* **Exercise set**:
[a] How much money did WeWork lose in the second quarter, according to the article about WeWork's future?
[b] Write the next part of the article about WeWork's future, starting right after its last sentence.

* **Passage for review**:
____
IS WEWORK CLOSING ITS DOORS?
No, at least not yet. But risk of bankruptcy is on the table, experts say.
WeWork has not filed for bankruptcy since last week's announcement, and “anything is a possibility,” Samuel Rosen, assistant professor of finance at Temple University's Fox School of Business, notes. “Whether or not this particular company... can actually get out of its current situation, that’s yet to be seen. History would say it’s possible, although I don't know if I would say it’s probable.”
There's also a big difference between liquidation bankruptcy and restructuring bankruptcy. Depending on the type of filing, bankruptcy could help mitigate some challenges WeWork faces through reorganization and other efficiency efforts, Rosen said — noting debt collectors will sometimes push for bankruptcy sooner rather than later, because they don't want to see “risky action that would put their claims at further risk.”
WeWork did not comment directly on the prospect of bankruptcy. In a Tuesday statement to The Associated Press, a spokesperson said, “our members remain our top priority and we are resolutely focused on delivering for them for the long term.”
In last week's earnings call, the company said that its ability to stay in operation is contingent upon improving its liquidity and profitability over the next 12 months. WeWork plans to negotiate more favorable lease terms, control spending and seek additional capital by issuing debt, stock or selling assets, the company said.
Tolley sounded an optimistic note in the company’s results for the second quarter, during which WeWork lost $349 million. While the interim CEO acknowledged factors impacting higher member churn and softer demand, Tolley said that “the company’s transformation continues at pace" — pointing to “a laser focus on member retention and growth, doubling down on our real estate portfolio optimization efforts, and maintaining a disciplined approach to reducing operating costs.”
WHAT IS WEWORK'S IMPACT ON COMMERCIAL REAL ESTATE?
Again, WeWork isn’t going out of business yet — and a bankruptcy filing might not lead to large-scale location closures. But concerns around the company's future brings attention to WeWork's footprint in commercial real estate.
According to a recent Securities and Exchange Commision filing, WeWork was operating 43.9 million rentable square feet around the world as of December 2022 — including 18.3 million rentable square feet in the U.S. and Canada.
____
* **Record extracts**:
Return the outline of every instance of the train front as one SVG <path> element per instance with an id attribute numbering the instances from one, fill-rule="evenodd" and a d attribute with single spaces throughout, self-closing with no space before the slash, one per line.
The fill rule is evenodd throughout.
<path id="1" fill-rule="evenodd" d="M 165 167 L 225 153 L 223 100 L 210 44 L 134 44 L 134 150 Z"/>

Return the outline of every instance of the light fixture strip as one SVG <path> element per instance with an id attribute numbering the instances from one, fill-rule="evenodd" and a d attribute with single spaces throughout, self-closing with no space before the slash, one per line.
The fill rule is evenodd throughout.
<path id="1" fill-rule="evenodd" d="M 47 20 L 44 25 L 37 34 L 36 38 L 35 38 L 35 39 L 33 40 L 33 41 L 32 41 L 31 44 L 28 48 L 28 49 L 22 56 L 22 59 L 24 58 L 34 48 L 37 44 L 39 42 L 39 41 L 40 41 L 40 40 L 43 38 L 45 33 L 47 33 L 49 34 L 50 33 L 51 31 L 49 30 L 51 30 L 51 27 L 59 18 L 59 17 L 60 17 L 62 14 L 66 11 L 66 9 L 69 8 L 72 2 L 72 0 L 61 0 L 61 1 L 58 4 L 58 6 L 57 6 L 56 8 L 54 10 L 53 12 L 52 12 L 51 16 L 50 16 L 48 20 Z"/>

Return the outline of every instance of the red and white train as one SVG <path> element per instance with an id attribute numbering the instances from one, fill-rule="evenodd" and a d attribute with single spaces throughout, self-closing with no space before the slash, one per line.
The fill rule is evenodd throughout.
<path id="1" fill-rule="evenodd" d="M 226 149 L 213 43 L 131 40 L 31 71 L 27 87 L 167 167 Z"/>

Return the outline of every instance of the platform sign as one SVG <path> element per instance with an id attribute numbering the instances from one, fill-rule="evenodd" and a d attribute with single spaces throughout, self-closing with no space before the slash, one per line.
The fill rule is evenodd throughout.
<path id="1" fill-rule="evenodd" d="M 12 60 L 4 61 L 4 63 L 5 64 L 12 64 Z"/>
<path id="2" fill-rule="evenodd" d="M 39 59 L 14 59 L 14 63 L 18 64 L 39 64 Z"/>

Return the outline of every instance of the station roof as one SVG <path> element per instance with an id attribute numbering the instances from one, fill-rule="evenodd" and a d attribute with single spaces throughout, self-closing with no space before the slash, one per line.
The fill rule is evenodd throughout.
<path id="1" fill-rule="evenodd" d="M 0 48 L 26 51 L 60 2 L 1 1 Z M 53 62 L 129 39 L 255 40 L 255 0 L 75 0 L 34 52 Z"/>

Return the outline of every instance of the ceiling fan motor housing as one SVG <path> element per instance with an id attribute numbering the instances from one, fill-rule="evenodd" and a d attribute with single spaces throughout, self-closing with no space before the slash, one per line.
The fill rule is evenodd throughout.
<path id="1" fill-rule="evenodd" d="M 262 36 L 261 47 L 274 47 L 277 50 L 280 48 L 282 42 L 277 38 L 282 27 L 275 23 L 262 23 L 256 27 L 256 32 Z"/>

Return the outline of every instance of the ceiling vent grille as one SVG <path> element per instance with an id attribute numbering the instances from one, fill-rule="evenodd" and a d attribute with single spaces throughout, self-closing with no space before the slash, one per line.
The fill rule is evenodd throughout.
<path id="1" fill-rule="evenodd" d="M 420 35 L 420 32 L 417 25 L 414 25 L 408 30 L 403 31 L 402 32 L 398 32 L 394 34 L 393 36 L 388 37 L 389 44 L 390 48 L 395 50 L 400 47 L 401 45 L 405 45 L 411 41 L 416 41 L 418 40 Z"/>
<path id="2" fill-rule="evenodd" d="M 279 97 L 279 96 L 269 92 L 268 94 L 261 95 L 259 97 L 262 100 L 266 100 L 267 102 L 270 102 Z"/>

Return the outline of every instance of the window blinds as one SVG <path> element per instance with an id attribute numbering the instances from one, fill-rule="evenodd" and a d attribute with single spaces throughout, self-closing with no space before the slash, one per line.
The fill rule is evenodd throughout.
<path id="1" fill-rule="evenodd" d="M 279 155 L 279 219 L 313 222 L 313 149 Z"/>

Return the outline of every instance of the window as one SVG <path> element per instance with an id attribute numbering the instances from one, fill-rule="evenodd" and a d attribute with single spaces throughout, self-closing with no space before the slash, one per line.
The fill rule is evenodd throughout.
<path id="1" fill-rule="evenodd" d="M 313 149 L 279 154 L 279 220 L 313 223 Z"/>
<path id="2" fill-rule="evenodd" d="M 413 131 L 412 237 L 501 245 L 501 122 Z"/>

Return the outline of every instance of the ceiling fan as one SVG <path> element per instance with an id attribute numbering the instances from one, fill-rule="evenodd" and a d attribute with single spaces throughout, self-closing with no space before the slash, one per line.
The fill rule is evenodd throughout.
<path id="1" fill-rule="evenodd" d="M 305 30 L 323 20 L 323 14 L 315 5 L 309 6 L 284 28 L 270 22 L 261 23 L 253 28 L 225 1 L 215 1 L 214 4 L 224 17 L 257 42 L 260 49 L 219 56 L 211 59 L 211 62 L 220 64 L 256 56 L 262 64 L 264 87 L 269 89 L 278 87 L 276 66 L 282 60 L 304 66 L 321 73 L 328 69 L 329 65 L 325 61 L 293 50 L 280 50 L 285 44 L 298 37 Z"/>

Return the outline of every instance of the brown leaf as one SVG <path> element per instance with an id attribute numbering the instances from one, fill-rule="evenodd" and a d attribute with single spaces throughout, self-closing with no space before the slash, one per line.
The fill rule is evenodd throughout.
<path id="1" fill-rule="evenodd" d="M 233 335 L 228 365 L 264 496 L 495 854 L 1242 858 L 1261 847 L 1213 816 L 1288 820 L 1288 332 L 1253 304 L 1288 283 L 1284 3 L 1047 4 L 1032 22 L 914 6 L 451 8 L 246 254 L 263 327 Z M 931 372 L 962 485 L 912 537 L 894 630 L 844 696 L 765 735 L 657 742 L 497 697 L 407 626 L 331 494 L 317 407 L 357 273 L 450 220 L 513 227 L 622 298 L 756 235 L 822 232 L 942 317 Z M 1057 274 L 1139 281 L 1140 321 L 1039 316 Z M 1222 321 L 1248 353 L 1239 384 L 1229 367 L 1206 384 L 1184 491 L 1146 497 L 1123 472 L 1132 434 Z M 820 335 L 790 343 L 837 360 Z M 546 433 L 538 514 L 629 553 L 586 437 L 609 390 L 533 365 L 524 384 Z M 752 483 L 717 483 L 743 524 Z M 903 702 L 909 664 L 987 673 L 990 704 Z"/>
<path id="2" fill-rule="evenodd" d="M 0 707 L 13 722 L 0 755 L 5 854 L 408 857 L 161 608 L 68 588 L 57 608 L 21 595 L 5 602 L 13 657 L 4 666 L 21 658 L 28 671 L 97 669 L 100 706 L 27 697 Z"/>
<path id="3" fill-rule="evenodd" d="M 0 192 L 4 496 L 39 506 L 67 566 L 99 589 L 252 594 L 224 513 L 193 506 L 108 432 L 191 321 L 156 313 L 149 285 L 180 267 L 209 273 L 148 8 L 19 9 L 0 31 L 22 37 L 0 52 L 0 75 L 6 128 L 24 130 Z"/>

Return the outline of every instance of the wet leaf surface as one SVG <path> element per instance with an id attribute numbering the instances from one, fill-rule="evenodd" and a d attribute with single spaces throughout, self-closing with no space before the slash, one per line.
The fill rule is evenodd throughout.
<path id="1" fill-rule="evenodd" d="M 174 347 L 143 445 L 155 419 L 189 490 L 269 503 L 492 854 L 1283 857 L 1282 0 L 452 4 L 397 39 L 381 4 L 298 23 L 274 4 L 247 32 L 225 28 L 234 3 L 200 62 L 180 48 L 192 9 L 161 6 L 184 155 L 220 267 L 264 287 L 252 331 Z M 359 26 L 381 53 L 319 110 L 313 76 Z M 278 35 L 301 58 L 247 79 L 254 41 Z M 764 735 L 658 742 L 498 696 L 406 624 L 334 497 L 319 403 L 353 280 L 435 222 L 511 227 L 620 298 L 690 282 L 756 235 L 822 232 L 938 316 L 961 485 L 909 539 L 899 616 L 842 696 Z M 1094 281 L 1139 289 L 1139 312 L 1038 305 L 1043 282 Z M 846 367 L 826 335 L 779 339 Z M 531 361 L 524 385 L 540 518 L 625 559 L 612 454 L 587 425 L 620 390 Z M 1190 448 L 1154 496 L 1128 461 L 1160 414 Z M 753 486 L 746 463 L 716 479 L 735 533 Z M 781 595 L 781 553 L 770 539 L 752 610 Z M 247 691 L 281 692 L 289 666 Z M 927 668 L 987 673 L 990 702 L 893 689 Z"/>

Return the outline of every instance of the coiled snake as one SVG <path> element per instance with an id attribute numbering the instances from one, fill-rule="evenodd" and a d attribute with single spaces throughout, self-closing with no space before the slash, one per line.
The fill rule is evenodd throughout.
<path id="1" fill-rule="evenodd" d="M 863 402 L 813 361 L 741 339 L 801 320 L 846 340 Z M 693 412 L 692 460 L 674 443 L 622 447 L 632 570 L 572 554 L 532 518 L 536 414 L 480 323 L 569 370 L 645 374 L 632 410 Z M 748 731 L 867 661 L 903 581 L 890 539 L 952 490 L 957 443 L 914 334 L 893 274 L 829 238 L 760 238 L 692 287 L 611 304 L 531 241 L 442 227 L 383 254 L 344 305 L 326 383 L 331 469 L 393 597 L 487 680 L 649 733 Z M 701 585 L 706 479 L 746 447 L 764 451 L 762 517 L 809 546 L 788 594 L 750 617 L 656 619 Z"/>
____
* **Written answers**:
[a] $349 million.

[b]
When looking at the total office inventory in the United States alone, 18 million square feet “is a small fraction,” Chandan said — but of course, if WeWork “discontinued meeting its its lease obligations, whether it’s part of a bankruptcy restructuring or some other event... for buildings that have exposure to WeWork, that would be a significant hit.”
WeWork has already moved to shutter a handful of locations in the last year. In November, the company announced plans to exit 40 “underperfoming" U.S. locations to cutback on rent and other operating expenses. At the time, WeWork didn't specify which buildings would be impacted.
The shuttering of some WeWork locations isn't new. Over recent years, as WeWork worked to cut costs, the company has stopped paying rent or exited lease agreements early for a handful of locations across the U.S., according to credit rating and research firm Morningstar Credit. In some cases, landlords' building loans moved to special servicing after losing WeWork as a tenant.
Concerns about WeWork's future come at a time when leasing demand for office space is weak overall, Chandan added. The COVID-19 pandemic notably led to rising vacancies in office space as working from home became increasingly popular. Major U.S. markets still struggling to improve occupancy in commercial real estate include San Francisco, New York, Chicago and Washington.
At the same time, there is a strong market for co-working space, Chandan said — noting that “WeWork is operating in a significantly more competitive market” than it was just several years ago, with a greater variety of options and amenities available to those looking to rent office space today.
There's a “really important distinction” between WeWork's current financial position and questions around the future of the co-working model as a whole, he said. “Those are two separate things.”